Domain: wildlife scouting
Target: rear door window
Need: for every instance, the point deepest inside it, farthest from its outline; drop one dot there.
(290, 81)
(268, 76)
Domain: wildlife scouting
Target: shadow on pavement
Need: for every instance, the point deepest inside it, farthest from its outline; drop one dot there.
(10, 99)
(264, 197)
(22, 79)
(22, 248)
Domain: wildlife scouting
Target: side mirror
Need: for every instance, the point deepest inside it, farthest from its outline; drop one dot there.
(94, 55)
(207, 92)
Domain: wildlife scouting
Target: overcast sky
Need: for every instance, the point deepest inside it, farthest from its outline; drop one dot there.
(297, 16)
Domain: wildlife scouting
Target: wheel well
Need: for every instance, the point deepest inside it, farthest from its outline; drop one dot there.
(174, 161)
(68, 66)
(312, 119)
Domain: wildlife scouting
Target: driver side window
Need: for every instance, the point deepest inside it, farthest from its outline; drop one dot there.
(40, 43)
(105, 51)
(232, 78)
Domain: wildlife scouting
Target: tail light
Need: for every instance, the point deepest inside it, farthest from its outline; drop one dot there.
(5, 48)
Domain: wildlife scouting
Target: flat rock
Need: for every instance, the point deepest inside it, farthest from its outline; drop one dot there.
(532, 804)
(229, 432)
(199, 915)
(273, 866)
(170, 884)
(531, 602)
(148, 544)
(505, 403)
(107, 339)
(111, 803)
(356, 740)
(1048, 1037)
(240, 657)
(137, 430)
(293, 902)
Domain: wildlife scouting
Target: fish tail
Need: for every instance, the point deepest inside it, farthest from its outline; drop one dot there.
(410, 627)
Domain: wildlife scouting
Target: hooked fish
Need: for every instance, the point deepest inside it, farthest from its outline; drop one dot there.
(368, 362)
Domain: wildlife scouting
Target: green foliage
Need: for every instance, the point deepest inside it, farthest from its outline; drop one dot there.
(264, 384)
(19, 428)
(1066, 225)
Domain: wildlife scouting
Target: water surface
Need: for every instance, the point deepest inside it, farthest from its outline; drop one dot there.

------------------------------------------------------------

Type out the full listing again, exactly as given.

Exercise output:
Domain: wildlife scouting
Target: rear door window
Need: for every instance, the point deepest inside it, farthest from its outline; drop one dot there.
(290, 81)
(268, 76)
Domain: wildlife scouting
Target: shadow on pavement
Need: for every instance, the point deepest inside it, farthest from its outline; drop one dot there.
(10, 99)
(264, 197)
(22, 79)
(22, 248)
Domain: wildlife scouting
Target: side mirror
Need: for every instance, the point deepest inside it, farthest from its outline; drop one dot there.
(94, 55)
(207, 92)
Domain: wildlife scouting
Target: overcast sky
Need: for every instance, the point deepest inside it, farthest from its outline; drop one dot there.
(297, 16)
Domain: wildlife scouting
Target: wheel well
Need: for every instance, the point deepest inside it, farthest from its outline; drop one dot there.
(174, 161)
(68, 66)
(312, 119)
Domain: wildlife scouting
Target: driver side window
Need: for every instance, the point deepest inside it, farthest from its outline; drop one dot there.
(40, 43)
(105, 51)
(232, 78)
Domain: wildlife scouting
Target: tail light
Need: for every instance, the point deepest inside it, farthest from its outline; drop one dot there.
(5, 48)
Domain: wildlife scouting
Target: flat rock
Need: for every instance, the point deepest inside it, farthest from its outline; drop one dot there.
(532, 804)
(229, 432)
(199, 915)
(273, 866)
(170, 884)
(531, 602)
(148, 544)
(505, 403)
(107, 339)
(111, 803)
(356, 740)
(1048, 1037)
(240, 657)
(137, 430)
(293, 902)
Domain: wildlife scouting
Target: fish tail
Need: for every instance, the point deepest inside it, farthest from its outline; drop one dot there.
(410, 627)
Domain: wildlife scouting
Target: hooked fish
Need: for every instance, the point deepest inside it, farthest from its outline; drop one dot there.
(368, 362)
Domain: wildlife scouting
Target: green foliage
Need: for every instance, the point deepest inside it, farthest from its outline; drop one dot there.
(264, 384)
(19, 428)
(1066, 225)
Domain: wildlife scouting
Target: water surface
Need: for every instance, the point deepest inside it, farthest from its outline; drop one dot there.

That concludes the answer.